== Extrait présenté ==

Les séquences intitulées « JournalJardin » s’avèrent très mobiles. Elles s’ouvrent aux escapades. Carottes de Colmar, tomates de Crimée, haricot jaune de Charente, courgette de Nice et oignons de Mulhouse se sentent comme chez eux dans le jardin de La Tiremande (Pas-de-Calais) où le jardinier Suel associe Land Art et culture Underground. Il pense parfois aux ancêtres dont il reproduit les gestes. Il se ressource à l’air libre. Il travaille la terre. Et l’inverse est tout aussi vrai.

Lucien Suel : Les Vers de la Terre, Journaux 2007-2017, éditions Dernier télégramme.

samedi 30 mars 2019

Pâture de vent

« Le jour était venu. Un jour comme un autre, pas plus. L’univers était en expansion et le monde tournait mollement sur son axe sans qu’on s’en aperçoive. Humblement les êtres et les choses convergeaient et s’appliquaient à participer à l’édification d’un réel à peu près recevable. »

===

- **Questions**
**1.** Restituez le passage de l'extrait allant de « Les séquences intitulées » à « tout aussi vrai. ».
**2.** Répondez d'après l'extrait :
(a) Dans quel département se trouve le jardin de La Tiremande ?
(b) Quelles années couvrent les journaux publiés aux éditions Dernier télégramme ?
(c) Quel titre figure sous la date du samedi 30 mars 2019 ?
Les entrées qui suivent n'ont pas la même origine que l'extrait.

== Données fournies ==

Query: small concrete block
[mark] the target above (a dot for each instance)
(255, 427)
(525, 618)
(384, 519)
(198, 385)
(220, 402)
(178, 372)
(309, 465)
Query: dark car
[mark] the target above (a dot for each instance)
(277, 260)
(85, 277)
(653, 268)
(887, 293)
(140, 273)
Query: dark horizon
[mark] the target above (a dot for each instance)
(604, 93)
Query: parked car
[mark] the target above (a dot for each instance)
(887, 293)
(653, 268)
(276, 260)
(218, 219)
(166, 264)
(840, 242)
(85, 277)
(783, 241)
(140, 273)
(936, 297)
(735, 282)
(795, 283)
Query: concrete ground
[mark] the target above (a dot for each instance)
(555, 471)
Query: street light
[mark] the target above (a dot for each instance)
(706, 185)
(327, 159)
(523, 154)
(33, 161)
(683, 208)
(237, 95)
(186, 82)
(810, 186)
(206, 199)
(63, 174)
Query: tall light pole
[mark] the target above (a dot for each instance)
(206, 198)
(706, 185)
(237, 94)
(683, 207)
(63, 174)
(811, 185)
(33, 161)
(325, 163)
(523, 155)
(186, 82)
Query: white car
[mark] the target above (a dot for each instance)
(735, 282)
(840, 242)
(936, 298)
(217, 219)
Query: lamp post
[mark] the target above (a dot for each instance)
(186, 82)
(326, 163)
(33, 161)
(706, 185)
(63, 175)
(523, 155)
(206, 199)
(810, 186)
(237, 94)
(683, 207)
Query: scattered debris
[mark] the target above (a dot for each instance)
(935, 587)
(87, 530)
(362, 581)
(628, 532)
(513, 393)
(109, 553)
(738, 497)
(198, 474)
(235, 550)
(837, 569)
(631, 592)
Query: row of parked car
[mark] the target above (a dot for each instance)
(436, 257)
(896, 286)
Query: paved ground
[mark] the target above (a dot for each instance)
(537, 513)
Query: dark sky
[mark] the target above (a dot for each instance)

===

- **Corrigé**
**1.**
Les séquences intitulées « JournalJardin » s’avèrent très mobiles. Elles s’ouvrent aux escapades. Carottes de Colmar, tomates de Crimée, haricot jaune de Charente, courgette de Nice et oignons de Mulhouse se sentent comme chez eux dans le jardin de La Tiremande (Pas-de-Calais) où le jardinier Suel associe Land Art et culture Underground. Il pense parfois aux ancêtres dont il reproduit les gestes. Il se ressource à l’air libre. Il travaille la terre. Et l’inverse est tout aussi vrai.

**2.**
(a) Le Pas-de-Calais.
(b) 2007-2017.
(c) « Pâture de vent ».